Your objective: Copy each line of the following data that contains "brick".

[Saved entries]
────────────────────────────────────────

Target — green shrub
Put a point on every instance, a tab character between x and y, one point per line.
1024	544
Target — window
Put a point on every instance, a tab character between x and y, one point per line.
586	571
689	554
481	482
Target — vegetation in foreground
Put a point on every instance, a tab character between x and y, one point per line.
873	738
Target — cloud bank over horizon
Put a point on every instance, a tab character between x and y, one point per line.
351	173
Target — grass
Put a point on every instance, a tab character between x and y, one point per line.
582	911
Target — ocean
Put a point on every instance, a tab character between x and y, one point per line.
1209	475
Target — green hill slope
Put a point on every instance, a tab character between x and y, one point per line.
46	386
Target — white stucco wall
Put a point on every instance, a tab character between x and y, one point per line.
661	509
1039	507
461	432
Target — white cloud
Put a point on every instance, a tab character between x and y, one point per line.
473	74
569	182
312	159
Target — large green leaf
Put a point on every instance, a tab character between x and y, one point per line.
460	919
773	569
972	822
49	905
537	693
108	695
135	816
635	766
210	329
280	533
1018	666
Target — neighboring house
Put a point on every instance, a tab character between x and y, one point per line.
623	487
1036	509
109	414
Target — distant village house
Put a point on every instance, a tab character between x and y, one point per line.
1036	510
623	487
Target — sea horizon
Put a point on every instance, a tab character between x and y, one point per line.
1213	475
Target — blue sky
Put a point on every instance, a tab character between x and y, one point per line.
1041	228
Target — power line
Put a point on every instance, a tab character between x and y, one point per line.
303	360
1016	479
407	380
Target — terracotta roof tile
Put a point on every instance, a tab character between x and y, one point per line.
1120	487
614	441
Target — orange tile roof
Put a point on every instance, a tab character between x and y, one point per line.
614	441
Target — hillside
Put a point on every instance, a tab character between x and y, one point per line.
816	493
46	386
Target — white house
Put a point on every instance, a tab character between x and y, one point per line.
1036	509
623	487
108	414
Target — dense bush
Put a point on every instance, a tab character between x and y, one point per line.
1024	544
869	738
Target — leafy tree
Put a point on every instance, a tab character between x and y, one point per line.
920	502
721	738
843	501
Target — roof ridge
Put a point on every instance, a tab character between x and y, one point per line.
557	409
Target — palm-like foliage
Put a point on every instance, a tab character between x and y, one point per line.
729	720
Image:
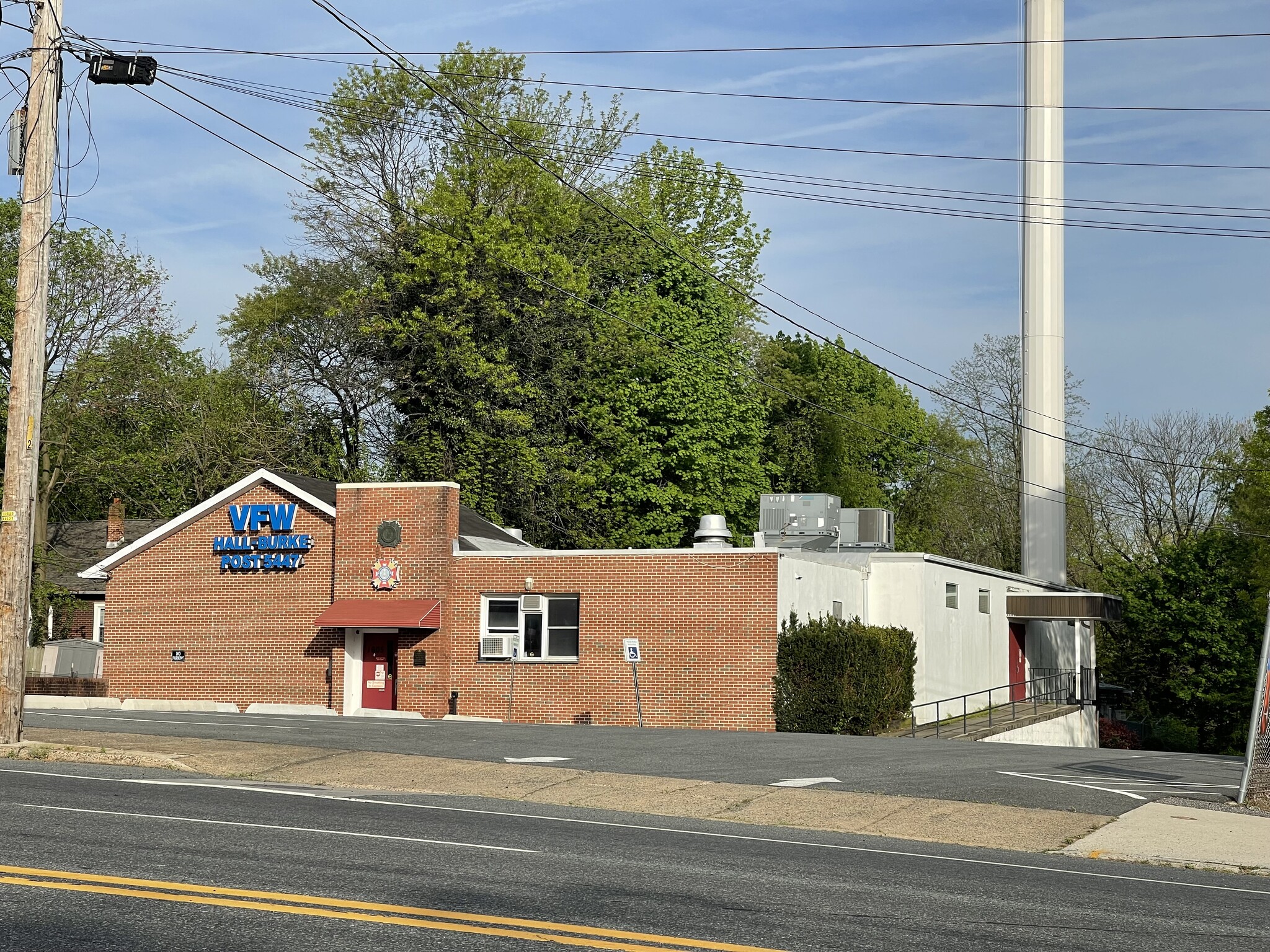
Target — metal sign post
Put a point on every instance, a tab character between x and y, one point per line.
1256	764
511	689
630	651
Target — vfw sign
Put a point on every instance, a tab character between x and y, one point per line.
272	547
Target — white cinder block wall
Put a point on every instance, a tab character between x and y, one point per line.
959	650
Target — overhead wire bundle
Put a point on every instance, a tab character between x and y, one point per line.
288	95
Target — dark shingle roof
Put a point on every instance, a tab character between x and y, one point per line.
74	546
318	489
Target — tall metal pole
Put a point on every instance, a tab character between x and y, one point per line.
1044	505
1256	758
27	372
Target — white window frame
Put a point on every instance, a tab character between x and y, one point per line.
520	626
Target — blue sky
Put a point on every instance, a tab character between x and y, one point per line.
1155	322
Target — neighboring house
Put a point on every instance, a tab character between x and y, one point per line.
73	547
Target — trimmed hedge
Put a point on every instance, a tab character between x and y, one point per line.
66	687
842	677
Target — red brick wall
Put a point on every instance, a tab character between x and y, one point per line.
706	624
706	621
430	521
248	635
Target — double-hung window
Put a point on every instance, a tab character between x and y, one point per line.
545	627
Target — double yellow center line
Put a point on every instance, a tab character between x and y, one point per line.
329	908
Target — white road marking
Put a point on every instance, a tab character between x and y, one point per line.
1139	781
158	720
1072	783
1123	790
579	822
804	782
275	827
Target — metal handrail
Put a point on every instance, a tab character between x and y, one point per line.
1065	678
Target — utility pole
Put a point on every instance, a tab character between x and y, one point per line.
27	374
1043	491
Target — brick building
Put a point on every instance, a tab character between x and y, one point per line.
367	598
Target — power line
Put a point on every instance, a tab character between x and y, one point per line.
936	392
672	345
327	108
705	271
463	107
954	45
888	152
870	102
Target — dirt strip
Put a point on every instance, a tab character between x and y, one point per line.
838	811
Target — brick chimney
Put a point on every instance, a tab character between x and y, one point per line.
115	524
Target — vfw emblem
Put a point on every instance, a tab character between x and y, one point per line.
386	574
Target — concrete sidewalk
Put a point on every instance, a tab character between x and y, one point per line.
841	811
1181	835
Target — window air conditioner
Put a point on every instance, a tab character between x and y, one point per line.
497	645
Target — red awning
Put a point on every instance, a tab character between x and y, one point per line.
381	614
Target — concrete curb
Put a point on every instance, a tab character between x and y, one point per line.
55	702
391	715
42	752
193	706
1183	835
318	710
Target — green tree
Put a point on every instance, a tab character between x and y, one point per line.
163	430
1189	640
846	428
303	337
1250	495
98	293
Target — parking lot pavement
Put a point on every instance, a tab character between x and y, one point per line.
1059	778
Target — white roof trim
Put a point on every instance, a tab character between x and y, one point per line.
395	485
102	569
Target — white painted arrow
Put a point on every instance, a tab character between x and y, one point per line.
804	782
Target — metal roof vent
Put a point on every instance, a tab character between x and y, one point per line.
713	534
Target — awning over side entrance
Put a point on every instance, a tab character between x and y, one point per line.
1064	606
381	614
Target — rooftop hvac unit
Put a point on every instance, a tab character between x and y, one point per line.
799	519
866	528
498	645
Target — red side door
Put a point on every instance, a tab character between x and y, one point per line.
379	671
1018	662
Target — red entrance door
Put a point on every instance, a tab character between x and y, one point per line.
379	672
1018	663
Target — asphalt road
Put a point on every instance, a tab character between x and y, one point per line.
1061	778
93	860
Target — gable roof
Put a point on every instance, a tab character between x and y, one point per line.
477	532
309	490
74	546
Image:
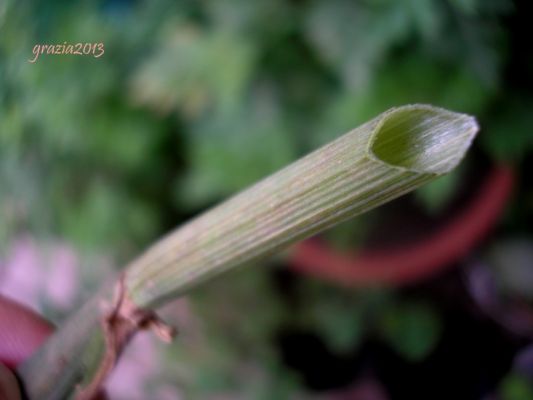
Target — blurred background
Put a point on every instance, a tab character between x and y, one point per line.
432	295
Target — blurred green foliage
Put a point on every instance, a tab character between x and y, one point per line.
194	100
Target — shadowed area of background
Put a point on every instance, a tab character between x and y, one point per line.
428	297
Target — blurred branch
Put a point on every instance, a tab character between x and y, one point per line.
387	157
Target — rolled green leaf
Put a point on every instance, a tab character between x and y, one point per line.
387	157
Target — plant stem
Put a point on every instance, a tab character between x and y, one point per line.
387	157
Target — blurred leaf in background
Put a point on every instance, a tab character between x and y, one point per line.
194	100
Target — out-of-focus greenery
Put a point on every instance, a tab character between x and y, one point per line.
194	100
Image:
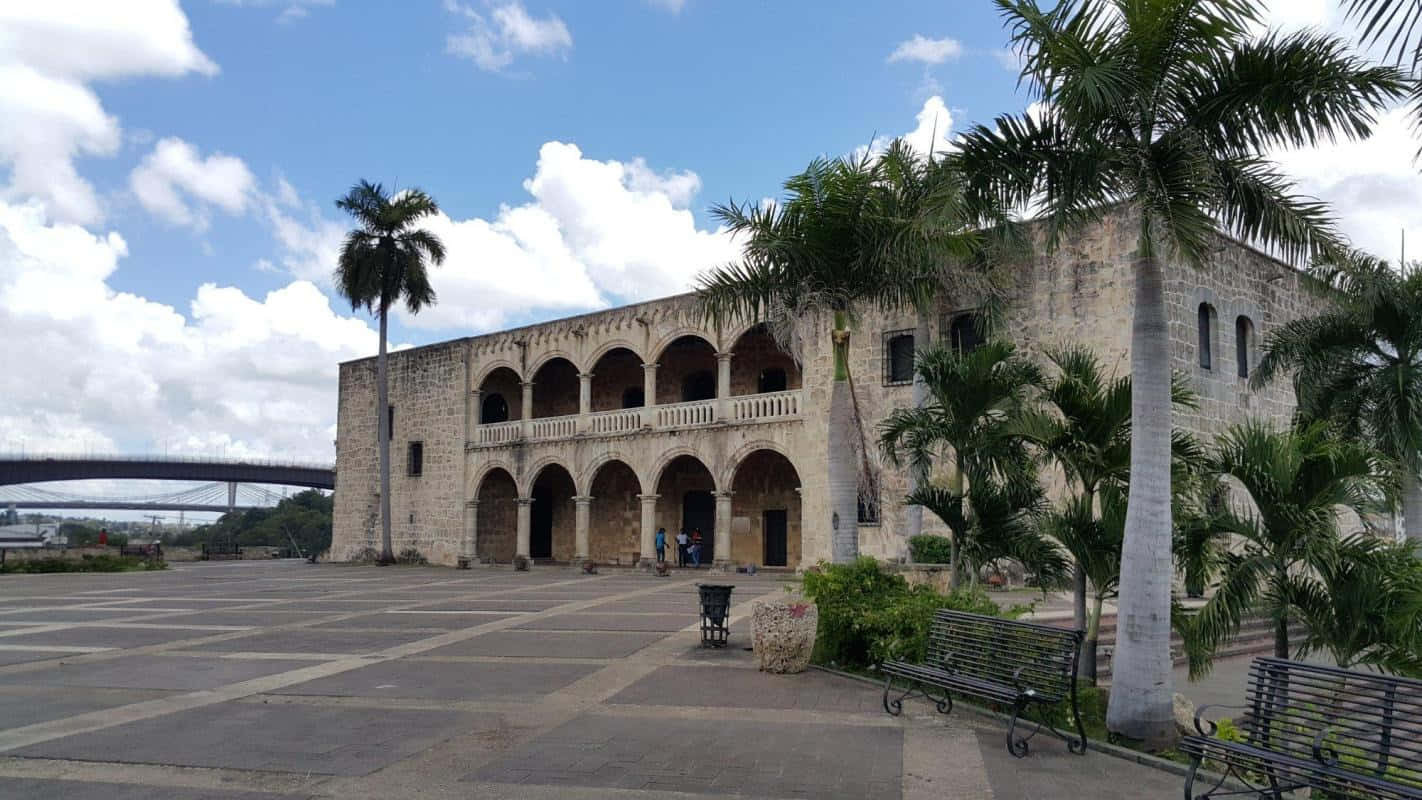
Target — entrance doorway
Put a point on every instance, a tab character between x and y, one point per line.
541	519
698	512
777	534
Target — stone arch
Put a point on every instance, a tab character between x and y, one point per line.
610	346
667	340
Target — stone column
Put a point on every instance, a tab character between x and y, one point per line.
582	510
585	400
469	547
528	409
723	387
723	530
525	526
649	530
649	394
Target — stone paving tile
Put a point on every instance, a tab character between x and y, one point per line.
279	738
664	623
757	759
20	708
174	672
552	644
735	687
306	640
447	681
451	621
83	635
39	789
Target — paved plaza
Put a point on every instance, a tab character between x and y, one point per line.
273	681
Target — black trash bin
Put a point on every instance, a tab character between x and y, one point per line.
715	610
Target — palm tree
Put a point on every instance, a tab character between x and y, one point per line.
974	404
1297	480
384	262
1360	364
870	232
1163	107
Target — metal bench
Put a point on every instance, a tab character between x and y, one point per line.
1021	665
1308	726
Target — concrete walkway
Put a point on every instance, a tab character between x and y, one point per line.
269	681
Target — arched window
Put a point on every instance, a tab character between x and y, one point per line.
772	380
698	385
1206	321
494	409
1243	341
966	333
897	357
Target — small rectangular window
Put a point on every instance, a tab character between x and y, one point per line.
897	357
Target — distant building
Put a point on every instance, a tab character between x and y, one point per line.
580	436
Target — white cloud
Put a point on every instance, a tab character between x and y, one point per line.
178	185
926	50
108	370
49	115
495	40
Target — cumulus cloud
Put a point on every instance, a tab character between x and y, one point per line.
110	370
593	232
49	115
926	50
178	185
505	31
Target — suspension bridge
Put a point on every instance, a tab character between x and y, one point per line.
226	483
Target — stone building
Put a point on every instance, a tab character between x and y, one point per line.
579	438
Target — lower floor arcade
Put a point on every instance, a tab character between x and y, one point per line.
748	515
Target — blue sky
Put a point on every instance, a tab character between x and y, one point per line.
168	174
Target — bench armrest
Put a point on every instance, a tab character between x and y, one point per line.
1324	753
1200	722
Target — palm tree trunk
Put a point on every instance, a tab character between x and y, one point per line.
841	468
387	550
1141	684
1412	506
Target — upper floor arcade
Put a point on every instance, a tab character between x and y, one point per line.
670	378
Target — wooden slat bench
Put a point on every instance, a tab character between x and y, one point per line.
1021	665
1341	732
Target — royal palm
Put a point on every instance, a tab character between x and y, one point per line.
1161	108
383	262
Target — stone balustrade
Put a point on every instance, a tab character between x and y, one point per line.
738	411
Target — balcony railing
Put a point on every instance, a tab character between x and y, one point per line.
738	409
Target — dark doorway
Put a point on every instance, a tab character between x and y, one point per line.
698	385
541	530
698	512
775	530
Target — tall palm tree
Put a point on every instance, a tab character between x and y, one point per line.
1294	485
1360	364
970	419
384	262
1165	107
869	232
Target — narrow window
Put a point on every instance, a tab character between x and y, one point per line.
1206	340
494	409
1243	338
772	381
897	358
966	333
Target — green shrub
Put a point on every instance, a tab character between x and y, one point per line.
869	615
84	564
927	549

────────────────────────────────────────

Written answer:
Target — red brick wall
Target — brick building
Target — brick chimney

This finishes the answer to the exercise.